» What is expected: Please repeat every entry that follows, keeping each one exactly the same.

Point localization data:
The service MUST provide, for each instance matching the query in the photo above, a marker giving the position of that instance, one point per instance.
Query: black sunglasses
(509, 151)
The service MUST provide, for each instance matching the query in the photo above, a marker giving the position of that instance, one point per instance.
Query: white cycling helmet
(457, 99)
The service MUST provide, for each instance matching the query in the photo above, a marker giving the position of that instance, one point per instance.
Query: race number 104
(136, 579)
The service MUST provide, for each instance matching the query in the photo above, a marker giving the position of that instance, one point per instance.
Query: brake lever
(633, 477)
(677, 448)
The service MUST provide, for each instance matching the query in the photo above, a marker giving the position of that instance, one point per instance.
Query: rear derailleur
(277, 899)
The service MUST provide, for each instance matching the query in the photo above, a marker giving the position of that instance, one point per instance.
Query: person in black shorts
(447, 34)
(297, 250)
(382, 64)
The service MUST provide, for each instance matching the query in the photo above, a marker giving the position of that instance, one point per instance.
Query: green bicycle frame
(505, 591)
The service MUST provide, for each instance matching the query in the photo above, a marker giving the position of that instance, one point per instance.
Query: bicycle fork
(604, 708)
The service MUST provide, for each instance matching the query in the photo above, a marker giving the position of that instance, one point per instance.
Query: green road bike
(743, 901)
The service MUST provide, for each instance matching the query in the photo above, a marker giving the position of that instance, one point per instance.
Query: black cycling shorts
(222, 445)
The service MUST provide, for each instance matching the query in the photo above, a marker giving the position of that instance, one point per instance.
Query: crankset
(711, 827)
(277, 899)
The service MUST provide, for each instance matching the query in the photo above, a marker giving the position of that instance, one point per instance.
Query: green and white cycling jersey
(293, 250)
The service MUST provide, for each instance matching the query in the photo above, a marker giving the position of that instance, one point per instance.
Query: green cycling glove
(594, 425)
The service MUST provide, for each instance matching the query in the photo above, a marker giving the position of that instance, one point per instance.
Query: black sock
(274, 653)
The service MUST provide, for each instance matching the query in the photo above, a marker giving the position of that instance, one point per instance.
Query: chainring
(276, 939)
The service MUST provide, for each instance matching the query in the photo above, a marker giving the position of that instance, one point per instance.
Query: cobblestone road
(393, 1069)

» Output for this exercise:
The service MUST provide, for each instance matching the query in the photo above, a marker giving the position of that instance, one point per instance.
Query: black sunglasses
(509, 151)
The service MUST provide, for each instance matching the query in the photo above, a marker giving the position of that instance, one point per instance.
Query: white cycling helmet
(457, 99)
The service MUST provide, for each instance matching the query in the photo above, a marker giving the position of that instance, one point per instance.
Query: race number 104
(136, 579)
The service MUST provide, for each instance matching the query in the photo above, a marker giving the position of that instance, one point per instance.
Query: brake lever
(633, 477)
(677, 448)
The service MUST provide, for each instance matching the query in the photo above, a marker giving the position of that instance, one point per instance.
Query: rear derailleur
(277, 899)
The service MUST provide, for each instance matching the query in the photo above, a marker giving the position of that instance, one point per instance.
Query: person in black shorts
(447, 34)
(297, 250)
(382, 64)
The service MUST provide, for each instance matching the query in the photo above, a marker giving the position of that instance, one point per instance.
Query: green bicycle frame
(505, 591)
The service MUST provide, for each instance matching the query in the photo above, a marker giving the position of that instance, one point per instance.
Query: bicycle fork
(604, 708)
The service MUST provide, for each instance matching the query in the photo above, a marker giving the position of that instance, one point per instance.
Query: green road bike
(743, 901)
The service MUST provide, for each instance matching the query in the photo above, a marker giving the position of that instance, one point per instance.
Query: black cycling shorts
(222, 445)
The service MUST provide, for each instance matching the query in the photo above, a marker giving the position of that instance, one point per instance.
Query: crankset
(711, 827)
(277, 899)
The service MUST provide, for each instance matching the query in the photo above, a marker giving the position of that instance, one point per instance.
Query: green and white cycling jersey
(293, 250)
The service MUST provide, for each instance matching the query in the photo above, a marker giving the position of that instance, one point per instance.
Query: green cycling glove
(594, 425)
The service MUST provide, for each instance matching the query in the photo above, a marker giving the position of that instance, one point per instance.
Query: black sock
(274, 653)
The service MUST provide, for each instance matching the query in the photo above, a marker giving the position of that instance, one point per instance.
Query: chainring
(276, 939)
The service MUST provide, for each instance matching the query in the photo above, a marker giving the position of that instance, one point per instance.
Query: cobblestone road
(393, 1069)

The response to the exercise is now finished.